***** Dokumen

Saya adalah peneliti PNS di salah satu litbang kementerian dan saya bisa katakan kondisi di lingkungan litbang plat merah mungkin lebih parah. 3 tahun berlalu dari tulisan ini dipublikasikan, diskusi yang sama masih saja berlangsung dan, lagi-lagi solusi yang diwacanakan (bahkan oleh peneliti "senior") adalah pragmatisme kosong. Kadang saya berpikir, apa ini semua kesengajaan untuk mempertahankan status quo mereka? Jadi yang mempraktikkan panopticon sbgmn yang diteoresasikan Foucault bukan hanya para birokrat/pejabat struktural, tp peneliti itu sendiri. Saya cinta dunia penelitian dan saya bersyukur takdir membawa langkah kaki saya ke dunia ini, tapi sedih dan miris sekali rasanya setiap melihat rekan-rekan peneliti PNS yang baru beberapa tahun lulus S2/S3, DN/LN, yang turut mempraktikkan ultrapragmatisme yg sungguh keterlaluan. Mereka bukan hanya ikut menyusu dari sistem utk kepentingan pribadi, tapi juga turut memperkuat hegemoni sistem krn anggapan dangkal bahwa itu berkorelasi dengan kesuksesan karier mereka. Jadi ini sudah bukan masalah usia lagi, karena yang masih muda pun seperti itu. Salah satu contoh yang terjadi di kami, penerapan digitalisasi jurnal melalui OJS sudah dianggap reformasi struktural, audit culture dalam metodologi penelitian, nafsu birahi pada Big Data, dll. Uang dan immediate materials/fame benar-benar membutakan banyak orang.

**********

Soal 1:
Salin persis baris-baris data, mulai dari awal baris data sampai dengan baris yang memuat "416], [349, 421]]", termasuk kedua ujungnya.

***** Data untuk Diolah

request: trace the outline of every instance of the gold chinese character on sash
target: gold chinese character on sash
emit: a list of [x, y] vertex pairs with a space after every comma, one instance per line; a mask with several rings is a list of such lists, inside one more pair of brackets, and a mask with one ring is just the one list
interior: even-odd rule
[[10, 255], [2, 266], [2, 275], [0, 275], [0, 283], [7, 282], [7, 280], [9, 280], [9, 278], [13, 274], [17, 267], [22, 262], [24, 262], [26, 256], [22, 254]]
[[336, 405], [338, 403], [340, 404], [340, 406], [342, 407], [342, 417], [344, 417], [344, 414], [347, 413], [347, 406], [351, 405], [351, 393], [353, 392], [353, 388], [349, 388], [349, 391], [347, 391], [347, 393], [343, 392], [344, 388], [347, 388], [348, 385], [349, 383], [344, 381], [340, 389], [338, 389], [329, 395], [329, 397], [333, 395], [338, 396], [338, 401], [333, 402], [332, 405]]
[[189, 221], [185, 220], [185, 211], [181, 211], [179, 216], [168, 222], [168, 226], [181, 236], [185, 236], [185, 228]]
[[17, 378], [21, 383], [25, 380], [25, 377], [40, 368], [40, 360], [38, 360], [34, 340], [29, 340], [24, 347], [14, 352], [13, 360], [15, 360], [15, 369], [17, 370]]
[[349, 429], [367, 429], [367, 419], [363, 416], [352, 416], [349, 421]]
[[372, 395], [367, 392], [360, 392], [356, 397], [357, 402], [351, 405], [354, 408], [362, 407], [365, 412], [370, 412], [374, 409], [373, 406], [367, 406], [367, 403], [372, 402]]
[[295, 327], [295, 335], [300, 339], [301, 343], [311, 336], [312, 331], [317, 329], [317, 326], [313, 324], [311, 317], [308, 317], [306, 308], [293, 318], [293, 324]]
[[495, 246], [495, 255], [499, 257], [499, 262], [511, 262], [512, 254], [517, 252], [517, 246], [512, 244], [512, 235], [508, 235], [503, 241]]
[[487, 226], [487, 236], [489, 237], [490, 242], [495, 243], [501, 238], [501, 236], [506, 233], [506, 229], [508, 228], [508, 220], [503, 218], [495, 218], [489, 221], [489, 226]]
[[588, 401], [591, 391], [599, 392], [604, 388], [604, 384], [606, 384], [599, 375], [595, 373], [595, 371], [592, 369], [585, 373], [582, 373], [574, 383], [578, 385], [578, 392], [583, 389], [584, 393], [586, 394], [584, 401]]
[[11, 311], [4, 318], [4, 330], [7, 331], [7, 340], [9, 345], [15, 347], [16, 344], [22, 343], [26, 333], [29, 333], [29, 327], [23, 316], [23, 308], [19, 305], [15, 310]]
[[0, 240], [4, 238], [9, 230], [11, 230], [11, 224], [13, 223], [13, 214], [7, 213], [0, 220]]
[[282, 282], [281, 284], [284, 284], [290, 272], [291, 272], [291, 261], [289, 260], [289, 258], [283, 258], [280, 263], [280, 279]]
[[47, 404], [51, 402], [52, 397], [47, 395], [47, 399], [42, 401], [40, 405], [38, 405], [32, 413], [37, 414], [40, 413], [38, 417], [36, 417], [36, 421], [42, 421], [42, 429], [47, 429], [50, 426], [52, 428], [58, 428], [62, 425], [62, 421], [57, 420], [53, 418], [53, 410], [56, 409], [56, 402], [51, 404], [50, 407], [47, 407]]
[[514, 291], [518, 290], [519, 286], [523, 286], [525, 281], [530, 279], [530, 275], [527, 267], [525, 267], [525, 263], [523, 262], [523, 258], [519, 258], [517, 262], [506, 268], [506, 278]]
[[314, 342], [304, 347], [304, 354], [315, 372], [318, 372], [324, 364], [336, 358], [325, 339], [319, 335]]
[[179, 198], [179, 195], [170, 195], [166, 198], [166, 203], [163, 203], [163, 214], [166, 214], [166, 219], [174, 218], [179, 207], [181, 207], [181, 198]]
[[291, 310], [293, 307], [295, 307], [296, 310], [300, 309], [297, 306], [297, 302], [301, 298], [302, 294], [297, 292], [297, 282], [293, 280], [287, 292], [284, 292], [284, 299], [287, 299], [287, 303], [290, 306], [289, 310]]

**********

Soal 2:
Menurut dokumen tentang dunia penelitian ini, di mana penulisnya bekerja sebagai peneliti PNS?

Jawaban 1:
request: trace the outline of every instance of the gold chinese character on sash
target: gold chinese character on sash
emit: a list of [x, y] vertex pairs with a space after every comma, one instance per line; a mask with several rings is a list of such lists, inside one more pair of brackets, and a mask with one ring is just the one list
interior: even-odd rule
[[10, 255], [2, 266], [2, 275], [0, 275], [0, 283], [7, 282], [7, 280], [9, 280], [9, 278], [13, 274], [17, 267], [22, 262], [24, 262], [26, 256], [22, 254]]
[[336, 405], [338, 403], [340, 404], [340, 406], [342, 407], [342, 417], [344, 417], [344, 414], [347, 413], [347, 406], [351, 405], [351, 393], [353, 392], [353, 388], [349, 388], [349, 391], [347, 391], [347, 393], [343, 392], [344, 388], [347, 388], [348, 385], [349, 383], [344, 381], [340, 389], [338, 389], [329, 395], [329, 397], [333, 395], [338, 396], [338, 401], [333, 402], [332, 405]]
[[189, 221], [185, 220], [185, 211], [181, 211], [179, 216], [168, 222], [168, 226], [181, 236], [185, 236], [185, 228]]
[[17, 378], [21, 383], [25, 380], [25, 377], [40, 368], [40, 360], [38, 360], [34, 340], [29, 340], [24, 347], [14, 352], [13, 360], [15, 360], [15, 369], [17, 370]]
[[349, 429], [367, 429], [367, 419], [363, 416], [352, 416], [349, 421]]

Jawaban 2:
Di salah satu litbang kementerian.